## Document extract
--------------------

The PB-100 prototype was produced as a conversion of the second VI-100 prototype, and made its maiden flight in June 1940. Later in the same month the decision was taken for the PB-100 to be placed in immediate production with a number of minor changes as the Petlyakov Pe-2, and in the following month Petlyakov and the other members of his design team were released from detention.
The Pe-2 used basically the same airframe as the PB-100 but had revised accommodation, M-105R Vee engines without turbochargers and installed in different nacelles, a hydraulic actuation system for the main landing gear units, enlarged vertical tail surfaces, and improvements to the protection for the crew and fuel tanks. The opportunity was also taken to revise the airframe structure as a means of facilitating mass production.
The Pe-2 was of basically all-metal construction, and its core was a fuselage of nearly circular cross section. This carried the flying surfaces, which comprised a dihedraled tailplane with endplate vertical surfaces, and a low-set wing that was based on a flat center section that was tapered in thickness and slightly in chord (the leading edges were straight and the tailing edges marginally tapered), and carried dihedraled outer panels that were tapered in thickness and chord. The moving surfaces on the wing comprised the standard trailing-edge combination of outboard ailerons and inboard flaps (the latter of the Shrenk type) and underwing dive brakes of the Venetian blind type. These last were controlled by the AP-1 automatic dive-control system that was later removed to allow direct control of these surfaces by the pilot. This automatic dive-control system is likely derived from purchased Junkers Ju 88A dive bombers. The airframe was completed by the tailwheel landing gear, which was fully retractable with main units that folded rearward into the underside of the nacelles for the two wing-mounted engines.

--------------------

## Data provided
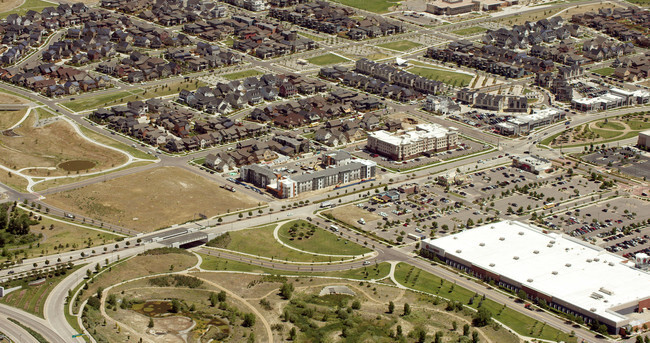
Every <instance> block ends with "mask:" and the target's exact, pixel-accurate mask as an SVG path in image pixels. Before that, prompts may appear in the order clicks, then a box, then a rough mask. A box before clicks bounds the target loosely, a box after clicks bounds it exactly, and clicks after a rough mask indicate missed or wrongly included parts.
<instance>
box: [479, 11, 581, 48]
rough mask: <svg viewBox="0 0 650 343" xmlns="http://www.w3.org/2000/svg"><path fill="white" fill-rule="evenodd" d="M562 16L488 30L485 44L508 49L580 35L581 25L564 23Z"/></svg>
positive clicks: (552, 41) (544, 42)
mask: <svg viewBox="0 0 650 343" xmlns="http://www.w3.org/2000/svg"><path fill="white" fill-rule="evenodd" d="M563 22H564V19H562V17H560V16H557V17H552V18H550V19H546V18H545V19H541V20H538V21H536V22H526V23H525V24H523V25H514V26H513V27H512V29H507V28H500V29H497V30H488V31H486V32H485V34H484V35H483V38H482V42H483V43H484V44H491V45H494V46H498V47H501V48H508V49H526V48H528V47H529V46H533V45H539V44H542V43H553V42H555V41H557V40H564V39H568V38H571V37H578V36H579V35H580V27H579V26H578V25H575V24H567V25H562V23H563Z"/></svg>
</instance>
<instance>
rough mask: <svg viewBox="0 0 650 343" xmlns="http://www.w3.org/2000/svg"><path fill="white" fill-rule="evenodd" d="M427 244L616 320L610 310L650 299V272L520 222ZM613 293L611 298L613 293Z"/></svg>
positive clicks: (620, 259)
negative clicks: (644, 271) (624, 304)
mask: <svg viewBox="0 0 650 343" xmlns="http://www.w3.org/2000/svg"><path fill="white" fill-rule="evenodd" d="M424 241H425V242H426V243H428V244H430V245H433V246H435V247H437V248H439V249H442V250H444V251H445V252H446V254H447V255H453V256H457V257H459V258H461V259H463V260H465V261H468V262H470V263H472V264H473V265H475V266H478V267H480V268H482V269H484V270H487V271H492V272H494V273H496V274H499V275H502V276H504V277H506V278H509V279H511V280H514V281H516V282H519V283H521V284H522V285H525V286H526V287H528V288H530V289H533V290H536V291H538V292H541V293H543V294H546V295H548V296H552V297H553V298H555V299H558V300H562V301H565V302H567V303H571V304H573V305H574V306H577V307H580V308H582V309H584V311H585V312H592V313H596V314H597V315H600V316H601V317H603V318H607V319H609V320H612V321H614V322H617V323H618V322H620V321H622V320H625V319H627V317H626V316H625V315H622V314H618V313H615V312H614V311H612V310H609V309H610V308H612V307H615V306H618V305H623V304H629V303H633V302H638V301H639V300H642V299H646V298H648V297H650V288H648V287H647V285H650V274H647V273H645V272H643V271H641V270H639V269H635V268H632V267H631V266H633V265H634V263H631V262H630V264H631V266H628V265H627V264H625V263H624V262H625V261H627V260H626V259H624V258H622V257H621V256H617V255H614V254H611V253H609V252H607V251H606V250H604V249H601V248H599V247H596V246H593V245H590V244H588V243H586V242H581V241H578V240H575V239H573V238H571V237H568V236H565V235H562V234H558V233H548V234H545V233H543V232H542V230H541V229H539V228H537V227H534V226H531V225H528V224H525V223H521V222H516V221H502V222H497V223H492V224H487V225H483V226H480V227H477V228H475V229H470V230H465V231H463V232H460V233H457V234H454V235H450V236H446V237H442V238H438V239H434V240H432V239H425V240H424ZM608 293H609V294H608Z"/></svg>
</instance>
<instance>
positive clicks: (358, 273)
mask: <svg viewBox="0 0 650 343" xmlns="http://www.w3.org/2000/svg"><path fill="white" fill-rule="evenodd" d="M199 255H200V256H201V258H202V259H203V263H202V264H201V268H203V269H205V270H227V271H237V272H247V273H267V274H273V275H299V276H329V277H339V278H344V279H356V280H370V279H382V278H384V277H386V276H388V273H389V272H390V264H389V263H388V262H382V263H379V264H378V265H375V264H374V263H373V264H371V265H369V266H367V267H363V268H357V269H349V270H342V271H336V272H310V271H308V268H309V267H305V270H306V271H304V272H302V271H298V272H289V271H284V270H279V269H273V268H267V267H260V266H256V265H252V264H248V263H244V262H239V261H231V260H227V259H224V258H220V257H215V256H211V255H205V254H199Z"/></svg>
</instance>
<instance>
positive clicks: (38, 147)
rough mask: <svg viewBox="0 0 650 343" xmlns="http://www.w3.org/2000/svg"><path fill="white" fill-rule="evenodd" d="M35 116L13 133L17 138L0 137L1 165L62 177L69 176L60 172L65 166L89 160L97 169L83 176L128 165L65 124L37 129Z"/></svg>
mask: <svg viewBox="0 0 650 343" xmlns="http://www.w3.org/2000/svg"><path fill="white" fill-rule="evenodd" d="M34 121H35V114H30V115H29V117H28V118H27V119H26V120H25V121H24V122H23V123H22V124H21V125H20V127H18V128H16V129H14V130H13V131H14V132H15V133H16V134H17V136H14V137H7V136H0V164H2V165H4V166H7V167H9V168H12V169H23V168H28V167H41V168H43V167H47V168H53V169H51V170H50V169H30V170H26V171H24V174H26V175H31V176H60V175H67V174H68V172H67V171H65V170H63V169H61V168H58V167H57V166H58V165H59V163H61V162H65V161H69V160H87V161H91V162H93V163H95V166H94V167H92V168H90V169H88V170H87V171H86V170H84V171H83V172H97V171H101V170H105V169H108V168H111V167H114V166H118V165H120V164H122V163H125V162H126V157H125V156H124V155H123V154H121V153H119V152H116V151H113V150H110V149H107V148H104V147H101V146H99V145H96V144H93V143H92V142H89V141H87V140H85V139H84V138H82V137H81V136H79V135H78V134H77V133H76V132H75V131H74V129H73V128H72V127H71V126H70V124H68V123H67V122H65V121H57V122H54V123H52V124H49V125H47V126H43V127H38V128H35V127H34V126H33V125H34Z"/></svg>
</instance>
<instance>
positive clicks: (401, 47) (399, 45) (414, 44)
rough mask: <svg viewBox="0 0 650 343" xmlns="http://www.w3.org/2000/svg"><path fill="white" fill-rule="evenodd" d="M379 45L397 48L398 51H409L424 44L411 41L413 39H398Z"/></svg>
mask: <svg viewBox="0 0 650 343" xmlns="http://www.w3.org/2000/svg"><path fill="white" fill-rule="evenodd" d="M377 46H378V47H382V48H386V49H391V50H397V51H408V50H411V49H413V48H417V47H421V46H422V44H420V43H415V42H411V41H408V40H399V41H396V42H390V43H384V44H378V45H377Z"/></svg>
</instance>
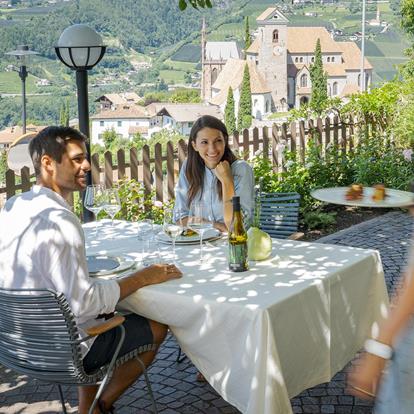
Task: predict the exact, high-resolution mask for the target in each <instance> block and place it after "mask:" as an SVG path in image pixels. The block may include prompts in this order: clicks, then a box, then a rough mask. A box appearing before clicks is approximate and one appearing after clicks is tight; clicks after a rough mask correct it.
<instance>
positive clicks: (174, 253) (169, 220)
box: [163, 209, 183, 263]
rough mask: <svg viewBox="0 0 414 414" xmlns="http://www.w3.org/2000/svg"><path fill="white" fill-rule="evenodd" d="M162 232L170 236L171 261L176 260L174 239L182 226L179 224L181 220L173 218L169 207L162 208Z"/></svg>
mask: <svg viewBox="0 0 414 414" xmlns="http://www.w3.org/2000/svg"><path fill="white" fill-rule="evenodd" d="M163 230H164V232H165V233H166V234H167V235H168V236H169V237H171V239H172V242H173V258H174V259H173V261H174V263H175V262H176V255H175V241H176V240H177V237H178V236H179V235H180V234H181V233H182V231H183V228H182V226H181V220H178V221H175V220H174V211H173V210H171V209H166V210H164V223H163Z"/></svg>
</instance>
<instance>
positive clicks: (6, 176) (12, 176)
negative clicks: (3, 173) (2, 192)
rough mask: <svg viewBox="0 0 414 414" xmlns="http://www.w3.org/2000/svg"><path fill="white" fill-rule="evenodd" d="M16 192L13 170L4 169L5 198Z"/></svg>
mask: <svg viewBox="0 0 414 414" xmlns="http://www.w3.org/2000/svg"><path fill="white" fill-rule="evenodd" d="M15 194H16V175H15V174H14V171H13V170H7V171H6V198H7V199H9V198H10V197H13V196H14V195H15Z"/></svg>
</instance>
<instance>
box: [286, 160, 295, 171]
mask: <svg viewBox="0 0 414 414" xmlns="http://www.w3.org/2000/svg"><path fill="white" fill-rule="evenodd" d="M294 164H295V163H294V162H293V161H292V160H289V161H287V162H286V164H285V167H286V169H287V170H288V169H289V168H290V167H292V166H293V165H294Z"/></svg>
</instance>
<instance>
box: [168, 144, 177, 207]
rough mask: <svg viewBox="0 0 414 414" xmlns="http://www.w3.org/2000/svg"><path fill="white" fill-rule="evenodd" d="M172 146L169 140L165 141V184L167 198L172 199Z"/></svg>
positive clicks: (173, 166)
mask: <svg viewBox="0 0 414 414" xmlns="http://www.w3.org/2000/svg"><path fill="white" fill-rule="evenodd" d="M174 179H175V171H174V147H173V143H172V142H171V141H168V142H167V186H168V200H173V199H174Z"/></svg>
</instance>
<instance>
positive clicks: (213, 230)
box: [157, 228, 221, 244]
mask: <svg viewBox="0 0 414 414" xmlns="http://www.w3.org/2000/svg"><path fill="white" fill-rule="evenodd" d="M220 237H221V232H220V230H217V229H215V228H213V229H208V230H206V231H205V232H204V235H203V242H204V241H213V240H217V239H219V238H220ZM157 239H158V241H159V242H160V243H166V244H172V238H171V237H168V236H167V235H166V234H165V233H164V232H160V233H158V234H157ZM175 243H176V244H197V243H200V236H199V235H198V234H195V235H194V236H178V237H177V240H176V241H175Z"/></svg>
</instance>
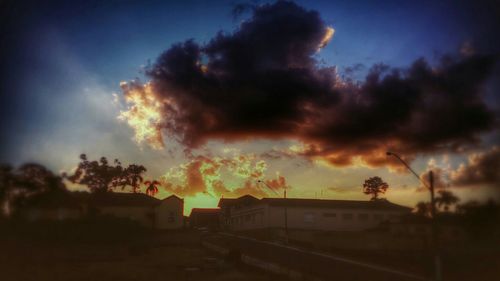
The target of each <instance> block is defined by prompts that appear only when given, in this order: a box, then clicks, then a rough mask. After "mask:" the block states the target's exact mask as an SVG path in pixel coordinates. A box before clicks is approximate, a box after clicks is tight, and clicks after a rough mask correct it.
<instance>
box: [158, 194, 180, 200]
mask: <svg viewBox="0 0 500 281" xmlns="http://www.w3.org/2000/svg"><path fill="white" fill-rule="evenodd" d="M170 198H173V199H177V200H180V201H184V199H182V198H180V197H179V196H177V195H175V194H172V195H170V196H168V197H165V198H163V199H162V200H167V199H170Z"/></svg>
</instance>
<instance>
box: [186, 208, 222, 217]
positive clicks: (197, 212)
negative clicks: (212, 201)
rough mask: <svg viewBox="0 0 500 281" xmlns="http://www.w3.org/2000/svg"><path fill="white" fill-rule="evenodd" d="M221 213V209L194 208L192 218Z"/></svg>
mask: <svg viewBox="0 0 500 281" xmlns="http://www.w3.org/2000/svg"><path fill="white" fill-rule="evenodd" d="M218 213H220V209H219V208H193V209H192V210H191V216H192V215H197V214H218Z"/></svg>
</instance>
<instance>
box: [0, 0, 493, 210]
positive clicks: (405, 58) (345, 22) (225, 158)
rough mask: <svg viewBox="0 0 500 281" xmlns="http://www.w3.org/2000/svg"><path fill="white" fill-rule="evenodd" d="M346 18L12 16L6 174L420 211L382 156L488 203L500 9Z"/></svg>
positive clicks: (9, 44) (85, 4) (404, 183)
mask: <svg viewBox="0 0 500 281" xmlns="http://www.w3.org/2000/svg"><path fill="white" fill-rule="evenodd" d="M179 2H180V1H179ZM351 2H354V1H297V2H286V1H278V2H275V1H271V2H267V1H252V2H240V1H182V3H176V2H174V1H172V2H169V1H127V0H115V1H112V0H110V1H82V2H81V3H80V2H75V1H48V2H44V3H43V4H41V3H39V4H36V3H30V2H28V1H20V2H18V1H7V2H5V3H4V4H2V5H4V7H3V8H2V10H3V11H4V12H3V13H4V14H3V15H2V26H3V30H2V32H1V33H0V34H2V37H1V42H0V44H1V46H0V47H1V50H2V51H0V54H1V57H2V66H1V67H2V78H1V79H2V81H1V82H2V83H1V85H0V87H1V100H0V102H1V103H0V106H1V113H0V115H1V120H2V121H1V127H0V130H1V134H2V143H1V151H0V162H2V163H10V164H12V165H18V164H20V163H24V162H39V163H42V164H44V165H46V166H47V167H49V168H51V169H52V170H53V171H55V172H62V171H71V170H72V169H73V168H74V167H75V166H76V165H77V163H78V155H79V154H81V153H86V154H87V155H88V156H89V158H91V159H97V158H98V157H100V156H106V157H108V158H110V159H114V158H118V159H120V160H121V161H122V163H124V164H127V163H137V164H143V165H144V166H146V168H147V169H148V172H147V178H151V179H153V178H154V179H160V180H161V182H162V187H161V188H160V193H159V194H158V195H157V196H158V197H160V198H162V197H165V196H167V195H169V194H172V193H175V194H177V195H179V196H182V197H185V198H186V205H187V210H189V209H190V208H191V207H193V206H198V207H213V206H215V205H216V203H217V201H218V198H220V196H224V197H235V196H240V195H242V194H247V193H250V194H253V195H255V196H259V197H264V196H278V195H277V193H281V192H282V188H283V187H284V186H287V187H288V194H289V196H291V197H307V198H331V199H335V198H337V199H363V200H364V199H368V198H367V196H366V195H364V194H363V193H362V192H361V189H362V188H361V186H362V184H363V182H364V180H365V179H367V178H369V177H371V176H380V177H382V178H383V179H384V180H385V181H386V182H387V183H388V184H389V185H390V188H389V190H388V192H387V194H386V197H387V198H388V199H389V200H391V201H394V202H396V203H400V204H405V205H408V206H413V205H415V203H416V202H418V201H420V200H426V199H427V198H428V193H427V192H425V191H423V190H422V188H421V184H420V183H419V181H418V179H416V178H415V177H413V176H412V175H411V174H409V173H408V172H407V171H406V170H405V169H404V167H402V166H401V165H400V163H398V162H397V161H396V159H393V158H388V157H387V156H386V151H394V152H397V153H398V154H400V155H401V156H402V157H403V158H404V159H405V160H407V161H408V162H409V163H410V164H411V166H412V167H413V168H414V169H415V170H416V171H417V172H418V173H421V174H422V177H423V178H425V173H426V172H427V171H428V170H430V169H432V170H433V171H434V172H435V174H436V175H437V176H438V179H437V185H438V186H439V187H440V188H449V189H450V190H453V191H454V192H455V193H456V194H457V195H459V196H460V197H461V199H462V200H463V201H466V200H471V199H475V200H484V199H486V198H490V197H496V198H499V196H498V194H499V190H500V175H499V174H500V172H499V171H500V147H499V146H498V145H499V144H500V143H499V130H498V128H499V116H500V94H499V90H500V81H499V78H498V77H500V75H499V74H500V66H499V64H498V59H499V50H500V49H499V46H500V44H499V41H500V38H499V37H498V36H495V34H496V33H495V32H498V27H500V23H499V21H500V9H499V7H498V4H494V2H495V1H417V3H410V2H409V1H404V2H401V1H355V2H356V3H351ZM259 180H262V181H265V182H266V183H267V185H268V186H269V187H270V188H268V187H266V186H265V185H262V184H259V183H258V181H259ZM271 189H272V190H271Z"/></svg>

--------------------

List every aircraft designation that appears in the passage on the Pe-2. The records were taken from a separate source.

- PB-100
- VI-100
- Petlyakov Pe-2
- Junkers Ju 88A